[PROBLEM DESCRIPTION]:
Return every record below exactly as written, omitting any pictures.

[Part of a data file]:
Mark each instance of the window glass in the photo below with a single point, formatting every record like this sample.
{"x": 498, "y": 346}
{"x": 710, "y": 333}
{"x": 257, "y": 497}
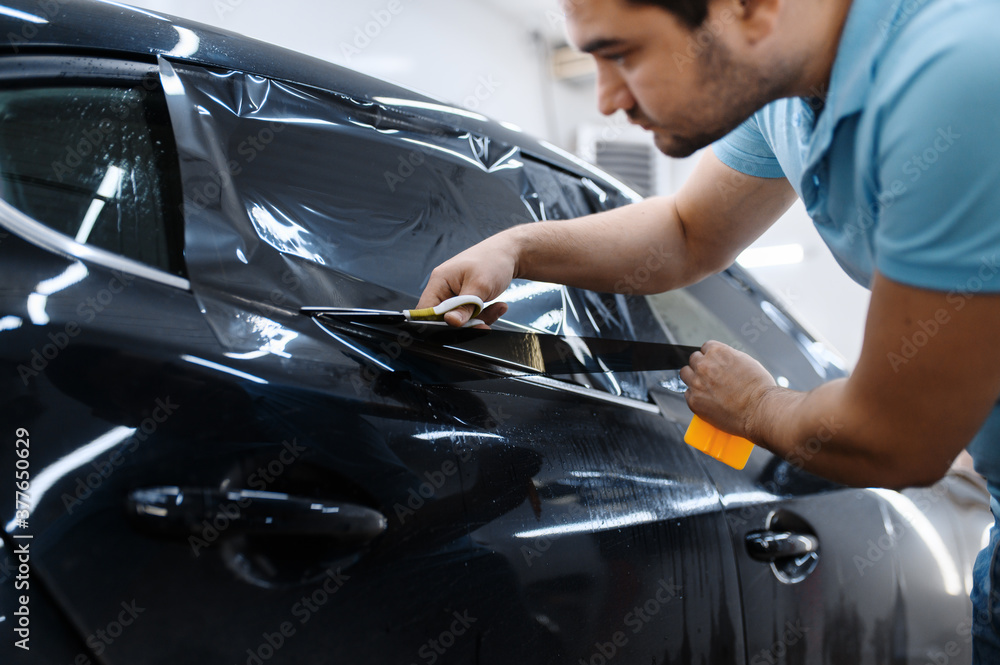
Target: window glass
{"x": 94, "y": 163}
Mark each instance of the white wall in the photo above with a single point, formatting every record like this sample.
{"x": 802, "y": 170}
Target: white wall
{"x": 486, "y": 55}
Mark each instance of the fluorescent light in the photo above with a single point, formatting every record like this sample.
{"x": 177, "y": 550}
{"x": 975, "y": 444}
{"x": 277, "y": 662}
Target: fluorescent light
{"x": 22, "y": 15}
{"x": 776, "y": 255}
{"x": 109, "y": 186}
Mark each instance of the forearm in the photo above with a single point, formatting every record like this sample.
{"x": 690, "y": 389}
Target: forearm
{"x": 639, "y": 248}
{"x": 826, "y": 432}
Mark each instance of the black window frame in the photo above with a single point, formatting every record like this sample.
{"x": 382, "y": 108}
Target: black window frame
{"x": 53, "y": 71}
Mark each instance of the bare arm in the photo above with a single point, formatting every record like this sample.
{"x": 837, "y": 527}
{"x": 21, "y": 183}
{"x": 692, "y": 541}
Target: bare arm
{"x": 678, "y": 239}
{"x": 928, "y": 376}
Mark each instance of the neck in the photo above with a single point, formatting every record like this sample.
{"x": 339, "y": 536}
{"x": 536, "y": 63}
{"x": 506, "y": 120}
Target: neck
{"x": 823, "y": 30}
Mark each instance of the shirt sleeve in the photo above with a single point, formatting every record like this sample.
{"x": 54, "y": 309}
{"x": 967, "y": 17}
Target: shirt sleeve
{"x": 746, "y": 150}
{"x": 938, "y": 167}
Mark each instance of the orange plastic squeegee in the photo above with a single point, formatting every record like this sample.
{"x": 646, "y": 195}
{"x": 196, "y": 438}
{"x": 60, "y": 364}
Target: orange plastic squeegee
{"x": 727, "y": 448}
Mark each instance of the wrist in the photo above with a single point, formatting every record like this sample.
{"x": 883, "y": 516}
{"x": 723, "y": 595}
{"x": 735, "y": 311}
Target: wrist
{"x": 517, "y": 245}
{"x": 761, "y": 413}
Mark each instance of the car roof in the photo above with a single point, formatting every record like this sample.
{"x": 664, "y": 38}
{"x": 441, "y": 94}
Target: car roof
{"x": 106, "y": 27}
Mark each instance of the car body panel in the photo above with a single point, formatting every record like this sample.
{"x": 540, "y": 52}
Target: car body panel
{"x": 542, "y": 519}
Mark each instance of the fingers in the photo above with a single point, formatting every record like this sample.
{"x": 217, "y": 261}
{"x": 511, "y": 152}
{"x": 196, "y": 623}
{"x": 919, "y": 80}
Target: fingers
{"x": 458, "y": 316}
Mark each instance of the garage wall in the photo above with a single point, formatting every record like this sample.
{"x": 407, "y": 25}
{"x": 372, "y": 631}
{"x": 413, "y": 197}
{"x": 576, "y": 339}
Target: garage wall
{"x": 489, "y": 56}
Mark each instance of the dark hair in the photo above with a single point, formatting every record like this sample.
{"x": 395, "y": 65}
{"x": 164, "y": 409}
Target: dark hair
{"x": 690, "y": 12}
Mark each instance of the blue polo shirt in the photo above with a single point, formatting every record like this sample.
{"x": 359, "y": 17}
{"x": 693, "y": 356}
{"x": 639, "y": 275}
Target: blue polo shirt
{"x": 899, "y": 166}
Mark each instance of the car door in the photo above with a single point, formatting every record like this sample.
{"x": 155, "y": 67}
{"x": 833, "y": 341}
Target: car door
{"x": 528, "y": 518}
{"x": 828, "y": 573}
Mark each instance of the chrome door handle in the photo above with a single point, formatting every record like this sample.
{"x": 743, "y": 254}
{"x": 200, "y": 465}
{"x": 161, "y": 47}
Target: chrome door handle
{"x": 182, "y": 511}
{"x": 773, "y": 545}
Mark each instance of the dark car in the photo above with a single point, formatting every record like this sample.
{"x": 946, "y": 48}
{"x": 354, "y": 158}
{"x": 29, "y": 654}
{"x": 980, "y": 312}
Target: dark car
{"x": 193, "y": 470}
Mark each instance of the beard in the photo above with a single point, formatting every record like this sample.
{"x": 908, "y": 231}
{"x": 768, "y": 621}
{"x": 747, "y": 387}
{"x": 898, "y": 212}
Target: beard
{"x": 739, "y": 91}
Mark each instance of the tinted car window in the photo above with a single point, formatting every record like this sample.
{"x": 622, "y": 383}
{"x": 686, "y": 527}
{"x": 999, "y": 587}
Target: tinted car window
{"x": 94, "y": 163}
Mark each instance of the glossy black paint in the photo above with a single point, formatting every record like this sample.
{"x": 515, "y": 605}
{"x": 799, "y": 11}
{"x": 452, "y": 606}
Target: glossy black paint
{"x": 525, "y": 520}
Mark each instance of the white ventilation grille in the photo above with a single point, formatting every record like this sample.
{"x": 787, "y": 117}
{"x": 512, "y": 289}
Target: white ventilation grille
{"x": 632, "y": 163}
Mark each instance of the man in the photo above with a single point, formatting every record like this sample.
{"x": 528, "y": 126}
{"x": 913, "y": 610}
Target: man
{"x": 885, "y": 119}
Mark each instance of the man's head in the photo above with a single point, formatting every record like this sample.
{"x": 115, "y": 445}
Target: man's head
{"x": 691, "y": 71}
{"x": 691, "y": 12}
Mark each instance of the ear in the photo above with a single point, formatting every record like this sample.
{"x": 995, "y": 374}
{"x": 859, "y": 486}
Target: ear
{"x": 756, "y": 20}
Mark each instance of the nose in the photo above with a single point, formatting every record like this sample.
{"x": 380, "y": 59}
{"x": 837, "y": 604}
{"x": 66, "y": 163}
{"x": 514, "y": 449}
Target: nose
{"x": 612, "y": 91}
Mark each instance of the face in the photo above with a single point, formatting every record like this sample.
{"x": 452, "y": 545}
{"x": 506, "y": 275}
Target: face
{"x": 683, "y": 85}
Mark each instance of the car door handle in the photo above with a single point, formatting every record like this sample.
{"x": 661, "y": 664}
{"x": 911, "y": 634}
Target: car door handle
{"x": 183, "y": 511}
{"x": 773, "y": 545}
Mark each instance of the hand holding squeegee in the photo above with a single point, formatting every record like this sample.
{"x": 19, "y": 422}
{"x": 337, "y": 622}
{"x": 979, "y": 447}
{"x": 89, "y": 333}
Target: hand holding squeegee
{"x": 548, "y": 354}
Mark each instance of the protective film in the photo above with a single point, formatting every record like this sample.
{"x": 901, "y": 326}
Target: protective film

[RESULT BELOW]:
Mark each instance of the window glass in the photo below with a single point, formatting every record like this sample.
{"x": 498, "y": 346}
{"x": 710, "y": 333}
{"x": 257, "y": 497}
Target: window glass
{"x": 94, "y": 163}
Mark each instance of the white wall in the photo above with a single point, formatting every record like this sample.
{"x": 802, "y": 170}
Target: white wall
{"x": 486, "y": 55}
Mark each instance of the fluorescent light in the photo above with a single point, formatting every record like this sample.
{"x": 177, "y": 550}
{"x": 975, "y": 444}
{"x": 277, "y": 662}
Target: fluorescent light
{"x": 22, "y": 15}
{"x": 776, "y": 255}
{"x": 109, "y": 186}
Mark each instance of the forearm in the photo above with a single point, formatting every record like this sample.
{"x": 690, "y": 389}
Target: forearm
{"x": 639, "y": 248}
{"x": 826, "y": 432}
Mark each instance of the black window frame in the photo above with a single point, formatting every record like this sample.
{"x": 382, "y": 108}
Target: black window frame
{"x": 53, "y": 71}
Mark each instance of the bare arm in the photo above with a single point, formatting every record like this sample.
{"x": 837, "y": 527}
{"x": 21, "y": 183}
{"x": 692, "y": 541}
Target: bare arm
{"x": 678, "y": 239}
{"x": 928, "y": 376}
Mark each instance of the neck in the photo above with a single point, formatting every record like this sample.
{"x": 339, "y": 536}
{"x": 536, "y": 63}
{"x": 506, "y": 120}
Target: neck
{"x": 823, "y": 30}
Mark each instance of the shirt sleeve in the photo above with a single point, formatting every record like this sample.
{"x": 54, "y": 309}
{"x": 967, "y": 17}
Target: shirt sleeve
{"x": 746, "y": 150}
{"x": 938, "y": 167}
Mark each instance of the orange plastic squeegee in the photo above with a single point, formatting every record like this sample.
{"x": 646, "y": 195}
{"x": 196, "y": 438}
{"x": 60, "y": 364}
Target: orange plastic squeegee
{"x": 727, "y": 448}
Mark each instance of the wrist in the photo above with a single point, formatting every record like this sample.
{"x": 883, "y": 516}
{"x": 723, "y": 595}
{"x": 735, "y": 311}
Target: wrist
{"x": 517, "y": 245}
{"x": 761, "y": 413}
Mark each instance of the car roof in the photo above with a single point, formatting every record like this sample.
{"x": 664, "y": 38}
{"x": 441, "y": 94}
Target: car roof
{"x": 106, "y": 27}
Mark each instance of the car body panel in the photo above with a single point, formatting every record like this sample.
{"x": 540, "y": 52}
Target: car body panel
{"x": 542, "y": 519}
Mark each instance of the fingers in the photo above with a single point, formatting every record like this sample.
{"x": 217, "y": 261}
{"x": 511, "y": 152}
{"x": 196, "y": 623}
{"x": 919, "y": 80}
Target: fingers
{"x": 458, "y": 316}
Mark each instance of the garage wall in the photo above with a single point, formatting every record like this sample.
{"x": 407, "y": 25}
{"x": 372, "y": 631}
{"x": 413, "y": 197}
{"x": 576, "y": 339}
Target: garage wall
{"x": 489, "y": 56}
Mark each instance of the dark hair in the photo above with a single point, formatting every record like this sample.
{"x": 395, "y": 65}
{"x": 164, "y": 409}
Target: dark hair
{"x": 690, "y": 12}
Mark each instance of the blue polo shirt in the photo above with a single point, formatting every record like this sample.
{"x": 359, "y": 17}
{"x": 693, "y": 356}
{"x": 639, "y": 275}
Target: blue polo shirt
{"x": 899, "y": 166}
Mark each instance of the car door in the photo above with a single point, formatting every record like this sample.
{"x": 155, "y": 67}
{"x": 833, "y": 341}
Target: car door
{"x": 528, "y": 518}
{"x": 828, "y": 573}
Mark each instance of the chrome door handle in the photo above with a single point, formatting every record like this sample.
{"x": 743, "y": 254}
{"x": 200, "y": 465}
{"x": 161, "y": 47}
Target: chrome door handle
{"x": 182, "y": 511}
{"x": 773, "y": 545}
Mark each instance of the dark car in the photo above with a single point, formatting every record like this sample.
{"x": 946, "y": 48}
{"x": 354, "y": 158}
{"x": 29, "y": 654}
{"x": 980, "y": 312}
Target: dark car
{"x": 193, "y": 470}
Mark each instance of the beard in the photo above with a single point, formatting every record like this sample.
{"x": 908, "y": 231}
{"x": 768, "y": 621}
{"x": 747, "y": 387}
{"x": 898, "y": 212}
Target: beard
{"x": 739, "y": 91}
Mark each instance of the tinted car window in the photo above with a single point, formatting every record like this sample.
{"x": 622, "y": 383}
{"x": 686, "y": 527}
{"x": 999, "y": 587}
Target: tinted car window
{"x": 94, "y": 163}
Mark each instance of the glossy black paint in the photo above with a single point, formatting every record like this sample.
{"x": 515, "y": 605}
{"x": 799, "y": 11}
{"x": 452, "y": 606}
Target: glossy black paint
{"x": 525, "y": 520}
Mark each instance of the white ventilation grille in the photo above with a single point, formatting every record like this sample.
{"x": 787, "y": 117}
{"x": 512, "y": 289}
Target: white ventilation grille
{"x": 632, "y": 163}
Mark each instance of the man in the photo above with a single point, formatting every record like this sample.
{"x": 528, "y": 126}
{"x": 913, "y": 610}
Target: man
{"x": 885, "y": 119}
Mark each instance of the man's head in the photo above with a single point, formatting every record like this sample.
{"x": 115, "y": 445}
Target: man's head
{"x": 691, "y": 71}
{"x": 691, "y": 12}
Mark each instance of the ear in the photo above with a single point, formatting every record like this sample.
{"x": 995, "y": 374}
{"x": 859, "y": 486}
Target: ear
{"x": 756, "y": 20}
Mark each instance of the nose in the photo above with a single point, formatting every record like this sample.
{"x": 380, "y": 59}
{"x": 837, "y": 604}
{"x": 66, "y": 163}
{"x": 514, "y": 449}
Target: nose
{"x": 612, "y": 91}
Mark each instance of the face in the photo above with a single point, formatting every record like this sample.
{"x": 452, "y": 545}
{"x": 506, "y": 275}
Target: face
{"x": 683, "y": 85}
Mark each instance of the car door handle in the photo above with a single point, formatting every record like this sample.
{"x": 661, "y": 664}
{"x": 911, "y": 634}
Target: car door handle
{"x": 183, "y": 511}
{"x": 773, "y": 545}
Mark each instance of the hand holding squeegee in the photo above with a single point, formatting every record like this sample.
{"x": 19, "y": 422}
{"x": 337, "y": 622}
{"x": 979, "y": 447}
{"x": 89, "y": 333}
Target: hand holding squeegee
{"x": 548, "y": 354}
Mark each instance of the protective film in the photo above with a single point, formatting every record like this sample.
{"x": 901, "y": 326}
Target: protective film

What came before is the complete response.